### YOUR GOAL
For the entries below, the result should be an exact transcription of the lines from the one with "Target: treeline silhouette" up to and including the one with "Mark one point on every instance of the wind turbine tower", and only those.

### Saved entries
★ ★ ★ ★ ★
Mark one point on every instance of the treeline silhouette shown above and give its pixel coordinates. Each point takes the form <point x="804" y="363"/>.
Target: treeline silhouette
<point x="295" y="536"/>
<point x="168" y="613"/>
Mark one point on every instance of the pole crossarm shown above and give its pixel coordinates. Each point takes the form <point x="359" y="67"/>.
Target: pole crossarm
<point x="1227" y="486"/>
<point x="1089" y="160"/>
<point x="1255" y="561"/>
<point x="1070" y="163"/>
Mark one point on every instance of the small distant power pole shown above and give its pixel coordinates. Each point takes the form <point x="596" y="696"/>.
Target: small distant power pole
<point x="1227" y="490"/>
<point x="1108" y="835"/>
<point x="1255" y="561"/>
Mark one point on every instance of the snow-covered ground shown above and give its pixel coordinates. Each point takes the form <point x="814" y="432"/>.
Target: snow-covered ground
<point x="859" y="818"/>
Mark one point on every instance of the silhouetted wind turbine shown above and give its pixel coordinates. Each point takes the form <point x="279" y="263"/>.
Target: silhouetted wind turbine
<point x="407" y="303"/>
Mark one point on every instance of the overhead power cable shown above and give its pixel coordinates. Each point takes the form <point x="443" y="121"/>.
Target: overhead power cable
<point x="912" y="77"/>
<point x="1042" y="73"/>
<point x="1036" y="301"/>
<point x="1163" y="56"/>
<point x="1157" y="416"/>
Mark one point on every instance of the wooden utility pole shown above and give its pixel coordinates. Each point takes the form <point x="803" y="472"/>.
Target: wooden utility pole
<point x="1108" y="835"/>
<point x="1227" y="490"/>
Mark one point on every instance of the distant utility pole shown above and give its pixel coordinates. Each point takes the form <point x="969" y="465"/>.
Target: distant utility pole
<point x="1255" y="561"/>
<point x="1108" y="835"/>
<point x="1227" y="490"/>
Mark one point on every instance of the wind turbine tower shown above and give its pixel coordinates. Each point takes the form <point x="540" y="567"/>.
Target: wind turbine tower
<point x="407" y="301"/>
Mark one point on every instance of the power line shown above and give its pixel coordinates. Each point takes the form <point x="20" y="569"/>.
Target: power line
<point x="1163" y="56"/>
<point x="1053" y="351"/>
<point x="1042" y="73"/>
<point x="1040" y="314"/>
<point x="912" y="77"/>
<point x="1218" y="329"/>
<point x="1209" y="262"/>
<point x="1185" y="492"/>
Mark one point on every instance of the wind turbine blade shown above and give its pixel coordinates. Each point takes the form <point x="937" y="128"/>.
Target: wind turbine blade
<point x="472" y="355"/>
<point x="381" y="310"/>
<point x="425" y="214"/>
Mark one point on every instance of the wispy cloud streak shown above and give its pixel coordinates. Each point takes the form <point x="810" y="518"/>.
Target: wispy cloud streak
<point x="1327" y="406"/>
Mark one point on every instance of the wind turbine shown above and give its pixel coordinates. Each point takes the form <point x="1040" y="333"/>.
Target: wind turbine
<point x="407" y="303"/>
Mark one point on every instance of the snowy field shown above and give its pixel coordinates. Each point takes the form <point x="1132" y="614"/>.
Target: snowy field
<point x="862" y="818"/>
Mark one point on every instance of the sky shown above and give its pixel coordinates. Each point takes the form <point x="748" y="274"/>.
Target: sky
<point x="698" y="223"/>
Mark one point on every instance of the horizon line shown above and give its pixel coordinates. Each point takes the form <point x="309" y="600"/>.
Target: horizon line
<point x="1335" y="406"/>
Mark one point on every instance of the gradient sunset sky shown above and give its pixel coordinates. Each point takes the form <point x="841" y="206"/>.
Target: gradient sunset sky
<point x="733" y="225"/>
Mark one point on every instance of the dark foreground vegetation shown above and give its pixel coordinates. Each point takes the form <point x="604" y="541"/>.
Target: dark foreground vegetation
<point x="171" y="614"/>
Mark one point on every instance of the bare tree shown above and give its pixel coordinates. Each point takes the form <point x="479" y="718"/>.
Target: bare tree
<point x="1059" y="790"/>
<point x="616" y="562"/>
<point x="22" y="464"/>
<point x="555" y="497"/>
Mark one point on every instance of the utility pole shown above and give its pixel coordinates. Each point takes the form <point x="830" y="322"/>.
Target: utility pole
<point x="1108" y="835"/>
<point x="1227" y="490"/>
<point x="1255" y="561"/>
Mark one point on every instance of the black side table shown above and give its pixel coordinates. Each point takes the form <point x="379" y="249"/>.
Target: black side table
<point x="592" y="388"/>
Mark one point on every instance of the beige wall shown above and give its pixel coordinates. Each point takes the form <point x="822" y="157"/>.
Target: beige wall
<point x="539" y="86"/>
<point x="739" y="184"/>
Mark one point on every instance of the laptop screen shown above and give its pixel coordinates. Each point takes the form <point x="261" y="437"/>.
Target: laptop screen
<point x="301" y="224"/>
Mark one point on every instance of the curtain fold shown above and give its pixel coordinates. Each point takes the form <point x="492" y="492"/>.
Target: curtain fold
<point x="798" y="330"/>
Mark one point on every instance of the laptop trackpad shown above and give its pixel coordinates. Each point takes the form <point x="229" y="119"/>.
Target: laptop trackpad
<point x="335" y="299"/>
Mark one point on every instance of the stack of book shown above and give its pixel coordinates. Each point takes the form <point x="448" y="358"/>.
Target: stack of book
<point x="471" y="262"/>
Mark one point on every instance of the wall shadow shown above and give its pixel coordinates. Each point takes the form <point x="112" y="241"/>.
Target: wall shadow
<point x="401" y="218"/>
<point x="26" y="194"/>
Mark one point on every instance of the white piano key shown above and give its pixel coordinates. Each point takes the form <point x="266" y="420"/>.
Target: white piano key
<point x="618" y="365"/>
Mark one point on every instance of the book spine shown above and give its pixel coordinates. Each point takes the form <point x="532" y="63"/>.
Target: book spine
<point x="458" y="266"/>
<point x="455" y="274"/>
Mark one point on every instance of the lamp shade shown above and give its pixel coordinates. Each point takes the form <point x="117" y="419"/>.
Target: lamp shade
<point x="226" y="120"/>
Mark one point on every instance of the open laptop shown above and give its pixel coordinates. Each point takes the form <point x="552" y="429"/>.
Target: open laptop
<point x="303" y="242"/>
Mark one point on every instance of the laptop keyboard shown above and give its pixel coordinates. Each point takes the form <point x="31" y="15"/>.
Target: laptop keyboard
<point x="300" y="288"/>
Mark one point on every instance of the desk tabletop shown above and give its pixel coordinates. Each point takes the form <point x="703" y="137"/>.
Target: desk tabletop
★ ★ ★ ★ ★
### WRITTEN RESPONSE
Target: treeline silhouette
<point x="295" y="536"/>
<point x="168" y="613"/>
Mark one point on every instance of the pole crossarm shown above and give its pixel coordinates. Each point takes the form <point x="359" y="67"/>.
Target: pole crossarm
<point x="1227" y="486"/>
<point x="1089" y="160"/>
<point x="1255" y="561"/>
<point x="1070" y="163"/>
Mark one point on every instance of the small distant power pole shown above and give its pixel coordinates. Each point takes the form <point x="596" y="696"/>.
Target: small distant power pole
<point x="1227" y="490"/>
<point x="1108" y="835"/>
<point x="1255" y="561"/>
Mark one point on every instance of the snow-covered ground shown above and give its pixel coordinates. Each point takes the form <point x="814" y="432"/>.
Target: snow-covered ground
<point x="859" y="818"/>
Mark one point on every instance of the silhouetted wind turbine shown above and give its pixel coordinates. Each point takes the form <point x="279" y="263"/>.
Target: silhouetted wind turbine
<point x="407" y="303"/>
Mark one point on every instance of the overhead power cable shown above and give its pixel coordinates. Each point takes the form <point x="443" y="121"/>.
Target: overhead power cable
<point x="912" y="77"/>
<point x="1042" y="73"/>
<point x="1036" y="301"/>
<point x="1163" y="56"/>
<point x="1157" y="416"/>
Mark one point on every instance of the wooden utility pole shown above and give its pixel coordinates. Each point takes the form <point x="803" y="472"/>.
Target: wooden utility pole
<point x="1108" y="835"/>
<point x="1227" y="490"/>
Mark one point on every instance of the distant utility pole shown above and give its pixel coordinates. Each point takes the form <point x="969" y="465"/>.
Target: distant utility pole
<point x="1255" y="561"/>
<point x="1108" y="835"/>
<point x="1227" y="490"/>
Mark one point on every instance of the wind turbine tower shown above and give its pixel coordinates. Each point takes the form <point x="540" y="567"/>.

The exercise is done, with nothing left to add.